WHAT THE EXERCISE ASKS
Please gather every line of the records that contains the word "then", treating uppercase and lowercase as different.

STORED DATA
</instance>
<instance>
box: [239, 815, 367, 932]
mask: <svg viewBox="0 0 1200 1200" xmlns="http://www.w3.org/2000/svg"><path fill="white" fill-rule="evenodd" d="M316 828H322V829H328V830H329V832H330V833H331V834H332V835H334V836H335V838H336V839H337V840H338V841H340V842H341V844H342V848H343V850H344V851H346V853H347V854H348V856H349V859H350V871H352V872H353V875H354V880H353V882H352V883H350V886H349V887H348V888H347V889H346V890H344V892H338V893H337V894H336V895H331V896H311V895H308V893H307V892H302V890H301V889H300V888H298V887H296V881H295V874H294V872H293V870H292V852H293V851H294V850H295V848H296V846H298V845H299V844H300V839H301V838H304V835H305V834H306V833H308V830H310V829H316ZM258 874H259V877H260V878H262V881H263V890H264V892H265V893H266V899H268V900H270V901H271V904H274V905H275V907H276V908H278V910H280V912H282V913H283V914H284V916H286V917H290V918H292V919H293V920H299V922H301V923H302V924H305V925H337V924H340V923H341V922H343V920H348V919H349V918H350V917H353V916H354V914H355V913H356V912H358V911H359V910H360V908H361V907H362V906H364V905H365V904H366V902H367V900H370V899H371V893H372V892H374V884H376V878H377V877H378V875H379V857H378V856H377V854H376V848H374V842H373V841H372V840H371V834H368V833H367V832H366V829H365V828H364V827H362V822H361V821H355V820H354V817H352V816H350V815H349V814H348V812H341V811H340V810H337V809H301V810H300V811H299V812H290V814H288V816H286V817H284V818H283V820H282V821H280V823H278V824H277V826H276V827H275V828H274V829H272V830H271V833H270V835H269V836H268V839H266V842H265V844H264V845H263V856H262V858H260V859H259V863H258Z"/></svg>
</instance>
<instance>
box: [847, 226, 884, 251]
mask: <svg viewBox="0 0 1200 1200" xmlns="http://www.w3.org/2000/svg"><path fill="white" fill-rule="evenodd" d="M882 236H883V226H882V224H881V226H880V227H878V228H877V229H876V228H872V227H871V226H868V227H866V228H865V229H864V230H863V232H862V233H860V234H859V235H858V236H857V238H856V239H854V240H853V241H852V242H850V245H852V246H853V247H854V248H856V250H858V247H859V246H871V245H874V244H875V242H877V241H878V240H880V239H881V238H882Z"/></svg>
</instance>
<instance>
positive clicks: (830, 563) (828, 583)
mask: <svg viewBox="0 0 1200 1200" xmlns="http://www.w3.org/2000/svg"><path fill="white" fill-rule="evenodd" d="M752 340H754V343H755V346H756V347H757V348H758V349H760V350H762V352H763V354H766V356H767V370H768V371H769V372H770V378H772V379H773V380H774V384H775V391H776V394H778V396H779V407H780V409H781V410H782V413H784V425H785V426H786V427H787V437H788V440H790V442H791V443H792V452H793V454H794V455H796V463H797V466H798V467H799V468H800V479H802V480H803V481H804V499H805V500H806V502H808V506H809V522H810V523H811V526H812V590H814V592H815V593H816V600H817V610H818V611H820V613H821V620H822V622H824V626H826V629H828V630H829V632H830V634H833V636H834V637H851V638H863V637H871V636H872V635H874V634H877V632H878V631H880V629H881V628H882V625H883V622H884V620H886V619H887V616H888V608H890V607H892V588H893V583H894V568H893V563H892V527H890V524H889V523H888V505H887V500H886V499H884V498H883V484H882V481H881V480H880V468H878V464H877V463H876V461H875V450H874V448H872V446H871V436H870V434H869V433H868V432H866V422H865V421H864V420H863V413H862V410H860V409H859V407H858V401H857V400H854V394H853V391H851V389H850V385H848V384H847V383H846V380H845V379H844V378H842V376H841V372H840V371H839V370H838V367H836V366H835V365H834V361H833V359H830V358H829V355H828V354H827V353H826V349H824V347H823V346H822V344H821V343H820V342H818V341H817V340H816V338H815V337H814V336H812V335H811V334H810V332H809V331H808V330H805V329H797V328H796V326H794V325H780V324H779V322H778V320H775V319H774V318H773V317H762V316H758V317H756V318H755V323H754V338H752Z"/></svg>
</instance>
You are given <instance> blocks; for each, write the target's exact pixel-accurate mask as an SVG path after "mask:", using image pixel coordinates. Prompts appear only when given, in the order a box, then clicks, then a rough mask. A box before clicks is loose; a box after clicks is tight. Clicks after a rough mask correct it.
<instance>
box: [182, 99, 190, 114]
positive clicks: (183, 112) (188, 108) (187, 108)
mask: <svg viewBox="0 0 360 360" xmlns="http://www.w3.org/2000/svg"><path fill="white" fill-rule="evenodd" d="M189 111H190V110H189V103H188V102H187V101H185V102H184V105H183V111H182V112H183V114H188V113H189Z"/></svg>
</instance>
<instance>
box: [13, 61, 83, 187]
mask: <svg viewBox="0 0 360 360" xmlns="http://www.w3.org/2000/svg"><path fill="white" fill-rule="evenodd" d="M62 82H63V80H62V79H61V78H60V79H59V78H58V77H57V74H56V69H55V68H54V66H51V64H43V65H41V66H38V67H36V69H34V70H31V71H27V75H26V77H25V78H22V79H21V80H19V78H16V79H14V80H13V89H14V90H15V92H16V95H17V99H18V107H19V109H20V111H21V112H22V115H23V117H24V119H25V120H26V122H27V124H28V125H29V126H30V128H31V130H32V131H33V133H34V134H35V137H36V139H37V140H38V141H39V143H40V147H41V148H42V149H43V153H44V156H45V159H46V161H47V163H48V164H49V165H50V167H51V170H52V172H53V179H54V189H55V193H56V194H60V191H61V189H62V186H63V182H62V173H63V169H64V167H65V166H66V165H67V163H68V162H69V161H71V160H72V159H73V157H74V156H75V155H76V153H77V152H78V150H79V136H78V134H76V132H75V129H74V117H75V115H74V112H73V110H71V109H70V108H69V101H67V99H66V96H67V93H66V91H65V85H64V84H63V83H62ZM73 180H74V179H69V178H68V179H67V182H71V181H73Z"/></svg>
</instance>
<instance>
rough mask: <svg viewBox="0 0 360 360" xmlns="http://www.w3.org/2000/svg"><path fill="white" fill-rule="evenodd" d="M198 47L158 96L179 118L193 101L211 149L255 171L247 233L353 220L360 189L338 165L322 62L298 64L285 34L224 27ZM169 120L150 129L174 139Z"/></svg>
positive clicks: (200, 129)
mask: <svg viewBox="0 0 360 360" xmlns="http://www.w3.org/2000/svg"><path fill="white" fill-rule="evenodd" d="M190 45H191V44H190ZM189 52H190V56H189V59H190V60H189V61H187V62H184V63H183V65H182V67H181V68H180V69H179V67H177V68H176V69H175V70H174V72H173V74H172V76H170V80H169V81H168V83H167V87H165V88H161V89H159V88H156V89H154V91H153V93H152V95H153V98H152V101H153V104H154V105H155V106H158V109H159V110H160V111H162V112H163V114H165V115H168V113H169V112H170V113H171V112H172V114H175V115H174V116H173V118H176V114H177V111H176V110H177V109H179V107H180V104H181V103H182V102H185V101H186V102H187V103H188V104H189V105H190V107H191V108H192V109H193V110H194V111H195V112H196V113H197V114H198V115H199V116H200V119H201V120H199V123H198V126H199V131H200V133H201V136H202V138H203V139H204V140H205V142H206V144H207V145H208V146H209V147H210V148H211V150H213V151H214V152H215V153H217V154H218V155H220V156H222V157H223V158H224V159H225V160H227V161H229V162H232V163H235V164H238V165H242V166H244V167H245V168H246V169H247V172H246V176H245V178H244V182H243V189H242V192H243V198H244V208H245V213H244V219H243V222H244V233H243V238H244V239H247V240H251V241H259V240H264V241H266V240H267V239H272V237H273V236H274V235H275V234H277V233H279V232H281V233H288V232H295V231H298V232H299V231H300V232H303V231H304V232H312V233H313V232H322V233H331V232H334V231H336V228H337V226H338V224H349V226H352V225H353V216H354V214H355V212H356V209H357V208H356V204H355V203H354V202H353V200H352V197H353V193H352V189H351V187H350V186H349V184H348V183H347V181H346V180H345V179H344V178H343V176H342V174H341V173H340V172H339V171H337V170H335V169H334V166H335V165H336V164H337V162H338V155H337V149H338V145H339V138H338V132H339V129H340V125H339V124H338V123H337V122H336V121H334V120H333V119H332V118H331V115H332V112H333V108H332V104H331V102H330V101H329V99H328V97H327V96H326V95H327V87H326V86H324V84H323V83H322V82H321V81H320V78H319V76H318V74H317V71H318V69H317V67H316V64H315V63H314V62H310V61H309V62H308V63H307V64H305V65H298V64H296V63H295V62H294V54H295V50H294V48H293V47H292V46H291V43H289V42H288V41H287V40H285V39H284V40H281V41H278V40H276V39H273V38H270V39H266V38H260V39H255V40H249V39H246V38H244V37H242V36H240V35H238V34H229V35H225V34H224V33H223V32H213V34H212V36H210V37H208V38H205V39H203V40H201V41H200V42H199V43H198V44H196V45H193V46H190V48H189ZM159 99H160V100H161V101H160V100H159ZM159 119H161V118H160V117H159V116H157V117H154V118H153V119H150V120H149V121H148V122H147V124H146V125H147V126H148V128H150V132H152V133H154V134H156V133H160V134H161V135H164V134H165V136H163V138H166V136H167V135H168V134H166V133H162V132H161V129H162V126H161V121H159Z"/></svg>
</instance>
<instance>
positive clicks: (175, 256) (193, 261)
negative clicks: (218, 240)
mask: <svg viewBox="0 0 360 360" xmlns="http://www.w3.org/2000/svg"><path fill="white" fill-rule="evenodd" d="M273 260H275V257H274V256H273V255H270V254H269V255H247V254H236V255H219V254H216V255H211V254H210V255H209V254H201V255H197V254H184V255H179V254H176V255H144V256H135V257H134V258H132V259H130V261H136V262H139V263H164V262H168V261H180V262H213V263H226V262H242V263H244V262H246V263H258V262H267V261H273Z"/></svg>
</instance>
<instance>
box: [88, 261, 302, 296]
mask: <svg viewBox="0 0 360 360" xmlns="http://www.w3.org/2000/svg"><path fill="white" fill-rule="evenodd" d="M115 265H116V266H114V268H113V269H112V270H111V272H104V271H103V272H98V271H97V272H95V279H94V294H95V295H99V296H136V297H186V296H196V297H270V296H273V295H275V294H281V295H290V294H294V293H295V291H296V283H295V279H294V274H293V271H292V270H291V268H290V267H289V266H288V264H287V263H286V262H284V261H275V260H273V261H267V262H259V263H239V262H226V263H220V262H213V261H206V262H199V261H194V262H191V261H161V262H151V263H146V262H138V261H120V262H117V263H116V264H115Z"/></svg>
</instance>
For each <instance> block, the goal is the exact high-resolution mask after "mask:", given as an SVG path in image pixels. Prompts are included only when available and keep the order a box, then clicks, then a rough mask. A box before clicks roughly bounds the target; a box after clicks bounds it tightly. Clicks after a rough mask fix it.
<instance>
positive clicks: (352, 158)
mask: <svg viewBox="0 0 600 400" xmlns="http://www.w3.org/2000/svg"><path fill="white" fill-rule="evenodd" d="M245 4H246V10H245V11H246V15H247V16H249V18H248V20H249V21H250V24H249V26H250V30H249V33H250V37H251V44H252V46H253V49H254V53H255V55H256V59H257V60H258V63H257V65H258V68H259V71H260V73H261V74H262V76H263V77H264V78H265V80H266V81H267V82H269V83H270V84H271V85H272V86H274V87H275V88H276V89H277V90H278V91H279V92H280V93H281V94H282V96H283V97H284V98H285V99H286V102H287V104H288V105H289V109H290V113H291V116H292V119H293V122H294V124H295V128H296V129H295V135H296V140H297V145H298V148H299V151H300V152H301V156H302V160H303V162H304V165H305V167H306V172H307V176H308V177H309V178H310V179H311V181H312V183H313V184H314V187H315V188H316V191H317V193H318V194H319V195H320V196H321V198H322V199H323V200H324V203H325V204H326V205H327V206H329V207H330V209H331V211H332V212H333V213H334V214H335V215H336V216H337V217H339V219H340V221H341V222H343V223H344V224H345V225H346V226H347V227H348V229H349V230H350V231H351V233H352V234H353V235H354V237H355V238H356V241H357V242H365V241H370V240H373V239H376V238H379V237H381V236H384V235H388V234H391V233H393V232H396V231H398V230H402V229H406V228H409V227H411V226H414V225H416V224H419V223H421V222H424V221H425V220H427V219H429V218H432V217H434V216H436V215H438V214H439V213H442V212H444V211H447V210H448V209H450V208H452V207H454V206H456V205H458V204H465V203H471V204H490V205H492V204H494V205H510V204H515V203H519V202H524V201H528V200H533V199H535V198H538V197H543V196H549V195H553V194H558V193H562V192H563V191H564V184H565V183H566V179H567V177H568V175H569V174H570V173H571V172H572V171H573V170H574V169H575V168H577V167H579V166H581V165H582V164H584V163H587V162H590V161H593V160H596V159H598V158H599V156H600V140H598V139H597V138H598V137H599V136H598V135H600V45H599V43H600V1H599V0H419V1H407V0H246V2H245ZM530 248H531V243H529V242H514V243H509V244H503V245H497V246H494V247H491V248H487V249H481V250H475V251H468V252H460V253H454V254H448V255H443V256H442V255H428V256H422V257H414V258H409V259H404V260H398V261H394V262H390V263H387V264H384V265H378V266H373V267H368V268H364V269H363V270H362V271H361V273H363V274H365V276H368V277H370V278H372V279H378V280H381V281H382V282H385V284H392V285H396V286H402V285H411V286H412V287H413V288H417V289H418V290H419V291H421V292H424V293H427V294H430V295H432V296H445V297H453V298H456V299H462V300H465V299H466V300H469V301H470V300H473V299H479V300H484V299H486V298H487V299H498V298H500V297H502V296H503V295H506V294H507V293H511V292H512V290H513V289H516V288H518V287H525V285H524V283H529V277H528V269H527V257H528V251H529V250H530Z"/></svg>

OUTPUT
You are given <instance> blocks; for each, write the target's exact pixel-accurate mask as an SVG path after "mask:", using image pixel coordinates. Prompts appear only when given, in the order a box, then clicks, then a rough mask. A box before clicks is loose; a box after clicks is tight. Clicks after a rough mask correct it.
For each <instance> block, the goal is the exact high-resolution mask after "mask:", given as an SVG path in image pixels. Prompts are included only when available and keep the order a box, then clicks, then a rough mask. A box before clicks roughly bounds the target; a box after clicks bounds it tightly. Clicks after a rough mask fix it.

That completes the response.